■ WRITTEN EXERCISE ■
Identify every row below that contains the word "white", matching case exactly, and copy each such row in full.

■ INFORMATION PROVIDED ■
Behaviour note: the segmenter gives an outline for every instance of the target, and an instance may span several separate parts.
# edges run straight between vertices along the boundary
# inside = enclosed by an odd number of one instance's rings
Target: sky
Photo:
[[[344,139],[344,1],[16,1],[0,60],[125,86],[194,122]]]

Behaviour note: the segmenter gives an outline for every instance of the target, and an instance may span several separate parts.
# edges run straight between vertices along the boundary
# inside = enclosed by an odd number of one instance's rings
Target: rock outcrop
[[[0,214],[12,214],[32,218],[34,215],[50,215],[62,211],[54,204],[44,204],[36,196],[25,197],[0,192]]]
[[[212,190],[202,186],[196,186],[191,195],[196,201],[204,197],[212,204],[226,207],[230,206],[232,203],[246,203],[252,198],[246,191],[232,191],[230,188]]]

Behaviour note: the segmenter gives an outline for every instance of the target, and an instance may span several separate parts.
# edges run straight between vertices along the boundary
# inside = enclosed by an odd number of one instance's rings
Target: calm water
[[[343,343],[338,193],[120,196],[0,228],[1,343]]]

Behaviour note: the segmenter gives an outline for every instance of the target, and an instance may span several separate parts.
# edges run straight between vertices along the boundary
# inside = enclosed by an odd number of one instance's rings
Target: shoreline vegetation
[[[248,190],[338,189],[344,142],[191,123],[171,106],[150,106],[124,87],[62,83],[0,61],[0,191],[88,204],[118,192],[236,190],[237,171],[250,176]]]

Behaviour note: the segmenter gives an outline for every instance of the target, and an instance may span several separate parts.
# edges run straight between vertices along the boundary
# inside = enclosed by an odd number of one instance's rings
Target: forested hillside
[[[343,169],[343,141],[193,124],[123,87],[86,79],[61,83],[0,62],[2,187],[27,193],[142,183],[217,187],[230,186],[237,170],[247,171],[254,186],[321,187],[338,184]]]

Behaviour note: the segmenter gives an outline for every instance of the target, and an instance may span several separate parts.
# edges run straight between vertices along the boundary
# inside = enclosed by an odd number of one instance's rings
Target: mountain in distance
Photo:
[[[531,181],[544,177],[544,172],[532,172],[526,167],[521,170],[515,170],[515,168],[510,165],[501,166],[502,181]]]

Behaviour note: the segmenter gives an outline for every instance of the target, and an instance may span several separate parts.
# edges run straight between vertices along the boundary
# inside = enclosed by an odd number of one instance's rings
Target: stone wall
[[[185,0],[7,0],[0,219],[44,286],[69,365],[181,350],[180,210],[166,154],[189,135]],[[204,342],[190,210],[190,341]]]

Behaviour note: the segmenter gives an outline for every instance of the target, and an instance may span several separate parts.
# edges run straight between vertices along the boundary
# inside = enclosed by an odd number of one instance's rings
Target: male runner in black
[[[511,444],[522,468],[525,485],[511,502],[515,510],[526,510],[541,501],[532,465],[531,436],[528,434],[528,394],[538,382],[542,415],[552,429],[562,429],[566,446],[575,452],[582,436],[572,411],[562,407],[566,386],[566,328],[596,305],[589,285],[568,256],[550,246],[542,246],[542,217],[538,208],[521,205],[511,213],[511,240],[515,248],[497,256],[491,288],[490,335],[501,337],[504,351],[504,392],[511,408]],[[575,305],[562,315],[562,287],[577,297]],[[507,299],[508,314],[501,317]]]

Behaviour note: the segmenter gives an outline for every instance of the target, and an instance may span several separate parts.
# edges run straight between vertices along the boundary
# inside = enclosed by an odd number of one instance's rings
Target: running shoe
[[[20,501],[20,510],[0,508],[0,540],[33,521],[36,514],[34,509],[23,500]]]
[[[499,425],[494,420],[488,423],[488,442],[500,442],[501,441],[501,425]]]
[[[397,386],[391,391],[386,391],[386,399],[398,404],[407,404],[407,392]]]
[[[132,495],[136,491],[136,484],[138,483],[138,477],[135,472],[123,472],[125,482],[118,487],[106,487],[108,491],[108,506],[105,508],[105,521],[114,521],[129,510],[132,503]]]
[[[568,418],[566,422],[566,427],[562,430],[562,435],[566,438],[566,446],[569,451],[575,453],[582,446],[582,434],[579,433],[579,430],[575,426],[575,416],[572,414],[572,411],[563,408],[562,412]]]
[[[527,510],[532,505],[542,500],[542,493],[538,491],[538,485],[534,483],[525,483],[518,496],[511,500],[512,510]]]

--

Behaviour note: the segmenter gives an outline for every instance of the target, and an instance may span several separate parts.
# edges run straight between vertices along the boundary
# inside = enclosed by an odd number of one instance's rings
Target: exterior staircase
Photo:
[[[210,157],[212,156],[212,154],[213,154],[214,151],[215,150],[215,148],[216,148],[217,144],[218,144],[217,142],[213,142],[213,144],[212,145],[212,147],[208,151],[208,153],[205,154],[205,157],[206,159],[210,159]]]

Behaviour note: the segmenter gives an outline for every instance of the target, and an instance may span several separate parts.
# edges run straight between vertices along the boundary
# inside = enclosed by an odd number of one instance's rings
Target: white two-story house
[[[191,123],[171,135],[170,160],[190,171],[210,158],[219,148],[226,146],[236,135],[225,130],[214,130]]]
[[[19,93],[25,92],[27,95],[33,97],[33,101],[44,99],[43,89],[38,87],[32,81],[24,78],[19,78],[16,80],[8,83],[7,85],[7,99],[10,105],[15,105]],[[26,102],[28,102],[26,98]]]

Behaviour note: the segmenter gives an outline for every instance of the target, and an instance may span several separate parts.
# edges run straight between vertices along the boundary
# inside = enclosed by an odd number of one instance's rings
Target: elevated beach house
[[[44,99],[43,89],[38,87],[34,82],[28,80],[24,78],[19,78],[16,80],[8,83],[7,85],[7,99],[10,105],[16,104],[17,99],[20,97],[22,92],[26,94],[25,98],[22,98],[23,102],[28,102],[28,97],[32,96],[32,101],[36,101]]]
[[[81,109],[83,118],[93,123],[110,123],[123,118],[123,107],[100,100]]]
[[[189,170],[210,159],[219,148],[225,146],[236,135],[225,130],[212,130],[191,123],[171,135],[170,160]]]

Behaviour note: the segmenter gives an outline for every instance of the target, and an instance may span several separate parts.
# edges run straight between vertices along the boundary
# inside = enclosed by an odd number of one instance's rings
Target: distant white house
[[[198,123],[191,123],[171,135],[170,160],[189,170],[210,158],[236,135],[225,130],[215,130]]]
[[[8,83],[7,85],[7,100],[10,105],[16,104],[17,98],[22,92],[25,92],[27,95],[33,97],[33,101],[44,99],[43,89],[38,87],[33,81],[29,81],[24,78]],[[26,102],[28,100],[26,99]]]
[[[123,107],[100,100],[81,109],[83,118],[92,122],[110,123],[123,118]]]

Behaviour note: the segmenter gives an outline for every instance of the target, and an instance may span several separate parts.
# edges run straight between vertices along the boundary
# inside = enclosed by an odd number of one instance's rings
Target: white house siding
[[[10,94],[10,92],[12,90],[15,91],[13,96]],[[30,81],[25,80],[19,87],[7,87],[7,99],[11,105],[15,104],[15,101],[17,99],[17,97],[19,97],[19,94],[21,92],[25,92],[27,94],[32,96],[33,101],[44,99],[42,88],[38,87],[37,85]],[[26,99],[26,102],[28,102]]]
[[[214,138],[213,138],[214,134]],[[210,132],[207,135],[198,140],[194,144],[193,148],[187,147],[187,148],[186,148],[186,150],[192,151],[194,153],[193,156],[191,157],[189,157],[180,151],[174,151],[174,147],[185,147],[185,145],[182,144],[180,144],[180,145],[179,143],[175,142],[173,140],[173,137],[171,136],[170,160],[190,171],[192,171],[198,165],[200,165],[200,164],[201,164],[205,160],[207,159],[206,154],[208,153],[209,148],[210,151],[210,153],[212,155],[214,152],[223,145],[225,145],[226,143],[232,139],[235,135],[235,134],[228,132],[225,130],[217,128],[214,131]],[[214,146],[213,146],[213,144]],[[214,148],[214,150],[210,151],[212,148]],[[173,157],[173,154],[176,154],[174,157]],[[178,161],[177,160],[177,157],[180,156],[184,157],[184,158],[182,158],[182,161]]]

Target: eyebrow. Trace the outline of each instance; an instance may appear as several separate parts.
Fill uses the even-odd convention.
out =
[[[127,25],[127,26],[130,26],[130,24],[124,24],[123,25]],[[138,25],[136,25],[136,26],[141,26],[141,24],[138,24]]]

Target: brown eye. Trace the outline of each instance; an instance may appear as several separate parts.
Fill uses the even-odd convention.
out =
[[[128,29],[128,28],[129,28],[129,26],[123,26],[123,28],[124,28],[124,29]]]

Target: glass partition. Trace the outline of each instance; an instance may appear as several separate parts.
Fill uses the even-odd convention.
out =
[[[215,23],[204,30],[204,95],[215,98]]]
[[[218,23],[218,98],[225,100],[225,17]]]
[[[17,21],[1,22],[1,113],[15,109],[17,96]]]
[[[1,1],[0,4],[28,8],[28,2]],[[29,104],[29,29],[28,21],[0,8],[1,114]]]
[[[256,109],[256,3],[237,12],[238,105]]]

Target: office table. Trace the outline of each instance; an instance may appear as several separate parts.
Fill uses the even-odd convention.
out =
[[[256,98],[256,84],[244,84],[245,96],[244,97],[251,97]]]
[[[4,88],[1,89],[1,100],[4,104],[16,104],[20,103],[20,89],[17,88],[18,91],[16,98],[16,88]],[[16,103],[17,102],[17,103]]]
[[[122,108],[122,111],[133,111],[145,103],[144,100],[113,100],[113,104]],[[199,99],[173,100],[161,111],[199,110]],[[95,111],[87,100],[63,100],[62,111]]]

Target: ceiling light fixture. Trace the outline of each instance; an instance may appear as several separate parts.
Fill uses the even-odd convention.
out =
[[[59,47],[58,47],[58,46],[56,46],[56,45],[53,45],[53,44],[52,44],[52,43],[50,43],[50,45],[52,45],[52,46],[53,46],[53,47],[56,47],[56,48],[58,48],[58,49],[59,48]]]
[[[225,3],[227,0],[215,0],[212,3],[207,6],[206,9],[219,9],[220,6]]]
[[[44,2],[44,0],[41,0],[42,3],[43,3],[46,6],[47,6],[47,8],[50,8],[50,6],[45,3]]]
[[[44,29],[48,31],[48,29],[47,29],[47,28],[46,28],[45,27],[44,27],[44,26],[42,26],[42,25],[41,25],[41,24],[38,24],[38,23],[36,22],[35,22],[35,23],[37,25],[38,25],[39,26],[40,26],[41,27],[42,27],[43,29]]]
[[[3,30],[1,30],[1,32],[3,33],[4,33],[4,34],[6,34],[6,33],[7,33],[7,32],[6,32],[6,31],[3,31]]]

■ COMPLETE ANSWER ■
Target: white two-story house
Target: distant white house
Target: white house siding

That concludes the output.